MARX Y ENGELS, El manifiesto comunista (1848)
En el momento en que dichos descubrimientos tuvieron lugar, la superioridad de fuerzas resultó ser tan grande en el lado de los europeos que fueron capaces de cometer impunemente en esos remotos parajes toda clase de injusticias. Es posible que de aquí en adelante los nativos de esos países se fortalezcan y los de Europa se debiliten, y los habitantes de todo el mundo arriben a ese equilibrio de fuerza y valor que, al inspirar el temor recíproco, es lo único que puede abrumar la injusticia de las naciones independientes y conducirlas a alguna clase de respeto por los derechos de las demás. Y nada puede lograr ese equilibrio de fuerzas mejor que la mutua comunicación de conocimientos y de toda clase de mejoras que naturalmente se genera mediante un intenso comercio entre todas las naciones.
ADAM SMITH, La riqueza de las naciones (1776)

==============================

INSTRUCCIONES DE LA TAREA -> Escribe la continuación del fragmento sobre el equilibrio de fuerzas y el comercio entre las naciones, a partir de su última oración.

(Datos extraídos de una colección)
==============================

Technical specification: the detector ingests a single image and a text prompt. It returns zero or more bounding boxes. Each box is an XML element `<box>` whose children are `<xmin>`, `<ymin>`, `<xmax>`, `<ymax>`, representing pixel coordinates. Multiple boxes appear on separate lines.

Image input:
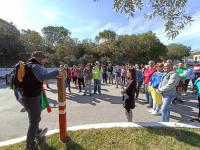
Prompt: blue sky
<box><xmin>0</xmin><ymin>0</ymin><xmax>200</xmax><ymax>50</ymax></box>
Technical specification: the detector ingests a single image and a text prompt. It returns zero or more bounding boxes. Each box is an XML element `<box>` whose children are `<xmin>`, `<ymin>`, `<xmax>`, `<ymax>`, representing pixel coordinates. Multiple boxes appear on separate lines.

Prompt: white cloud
<box><xmin>154</xmin><ymin>11</ymin><xmax>200</xmax><ymax>48</ymax></box>
<box><xmin>42</xmin><ymin>10</ymin><xmax>57</xmax><ymax>20</ymax></box>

==============================

RESPUESTA DEL EJERCICIO ->
1.1. EL CAPITALISMO COMO EL ÚNICO SISTEMA SOCIOECONÓMICO
Empiezo el presente capítulo con dos citas. La primera, de Karl Marx y Friedrich Engels, tiene unos ciento setenta años de antigüedad; la segunda, de Adam Smith, tiene casi doscientos cincuenta. Estos dos pasajes de sendas obras clásicas de economía política reflejan, mejor quizá que cualquier otra escrita en la actualidad, la esencia de dos cambios por los que está pasando el mundo y que son capaces de marcar toda una época. Uno es el establecimiento del capitalismo no solo como sistema socioeconómico dominante, sino como único sistema del mundo. El segundo es el reequilibrio del poder económico entre Europa y Norteamérica por un lado y Asia por otro, debido al auge experimentado por esta última. Por primera vez desde la Revolución industrial, las rentas de los habitantes de estos tres continentes son cada vez más similares entre ellas, volviendo más o menos a los mismos niveles relativos que tenían antes de la Revolución industrial (ahora, por supuesto, a un nivel absoluto y mucho más elevado de renta). En términos de historia universal, el dominio único que ejercen el capitalismo y el renacimiento económico de Asia constituyen desarrollos muy notables, que quizá estén relacionados.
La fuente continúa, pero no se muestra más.